FRAGMENTO ORIGINAL:
· · · ·
En España nos cuesta entender que alguien esté dispuesto a sacrificar a miles de los suyos en una batalla propagandística, pero eso es lo que hace Hamás.
es confieso que no he sido capaz de reunir el ánimo suficiente para ver el vídeo en el que un famélico –este sí– Evyatar David cava su propia tumba en un túnel de Gaza. Si todavía sigue vivo, Evyatar lleva cerca de 700 días secuestrado por Hamás, en evidentes condiciones de desnutrición, torturado física y psicológicamente, sin ver la luz del sol y, encima, olvidado por un mundo que está muy ocupado tragándose la propaganda antiisraelí que repiten entusiasmados los medios y los políticos, valga la redundancia, de todo el mundo.
El suyo no es el único caso: muchos de los rehenes que ya han sido liberados –algunos en espectáculos que harían avergonzarse a un guardia de Auschwitz– cuentan la misma historia, no pocas mujeres declararon haber sido violadas y, en una guinda grotesca a toda esta crueldad, hay familias que no pueden cerrar su duelo porque ni siquiera tienen el cadáver de sus seres queridos para poder enterrarlo según sus creencias, un ritual de singular importancia para los judíos.
Aún recuerdo la conmoción que causó en España la liberación de Ortega Lara y su aspecto famélico cuando apareció, de forma totalmente inesperada, en las pantallas de nuestras televisiones. Todos pensamos en el tipo de rata inhumana que hay que ser para tratar así a una persona, todos creíamos hasta ese día que por muy terrorista que fueses, por mucho que odiases a España, no le podías hacer eso a nadie.
· · · ·
Datos de localización espacial:
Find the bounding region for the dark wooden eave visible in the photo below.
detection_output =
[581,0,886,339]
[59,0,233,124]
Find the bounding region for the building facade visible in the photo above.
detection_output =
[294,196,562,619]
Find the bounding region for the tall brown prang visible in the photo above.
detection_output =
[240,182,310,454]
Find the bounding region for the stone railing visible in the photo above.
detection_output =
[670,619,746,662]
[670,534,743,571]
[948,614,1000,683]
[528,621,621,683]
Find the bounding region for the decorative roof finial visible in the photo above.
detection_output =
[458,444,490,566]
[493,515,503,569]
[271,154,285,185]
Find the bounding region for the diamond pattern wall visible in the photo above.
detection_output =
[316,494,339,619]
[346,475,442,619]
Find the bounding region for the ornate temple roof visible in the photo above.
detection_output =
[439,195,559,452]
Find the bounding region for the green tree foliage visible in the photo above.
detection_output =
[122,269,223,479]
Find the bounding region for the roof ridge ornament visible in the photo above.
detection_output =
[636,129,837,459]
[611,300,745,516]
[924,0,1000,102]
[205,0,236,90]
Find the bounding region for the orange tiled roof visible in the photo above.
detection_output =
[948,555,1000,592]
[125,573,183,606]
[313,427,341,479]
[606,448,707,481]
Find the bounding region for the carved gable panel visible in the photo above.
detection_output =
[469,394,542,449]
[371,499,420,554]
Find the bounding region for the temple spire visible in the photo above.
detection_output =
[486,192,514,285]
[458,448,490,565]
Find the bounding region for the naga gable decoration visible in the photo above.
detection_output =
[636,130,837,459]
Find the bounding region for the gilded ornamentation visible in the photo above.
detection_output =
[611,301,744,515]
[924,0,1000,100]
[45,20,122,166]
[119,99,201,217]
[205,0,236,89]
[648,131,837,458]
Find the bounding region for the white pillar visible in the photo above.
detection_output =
· · · ·
ENUNCIADO: Copia otra vez el texto sobre los rehenes de Hamás desde "es confieso que" hasta "todo el mundo.", pero cambia "túnel" por "búnker". Las filas no tienen nada que ver con esto.

SOLUCIÓN:
es confieso que no he sido capaz de reunir el ánimo suficiente para ver el vídeo en el que un famélico –este sí– Evyatar David cava su propia tumba en un búnker de Gaza. Si todavía sigue vivo, Evyatar lleva cerca de 700 días secuestrado por Hamás, en evidentes condiciones de desnutrición, torturado física y psicológicamente, sin ver la luz del sol y, encima, olvidado por un mundo que está muy ocupado tragándose la propaganda antiisraelí que repiten entusiasmados los medios y los políticos, valga la redundancia, de todo el mundo.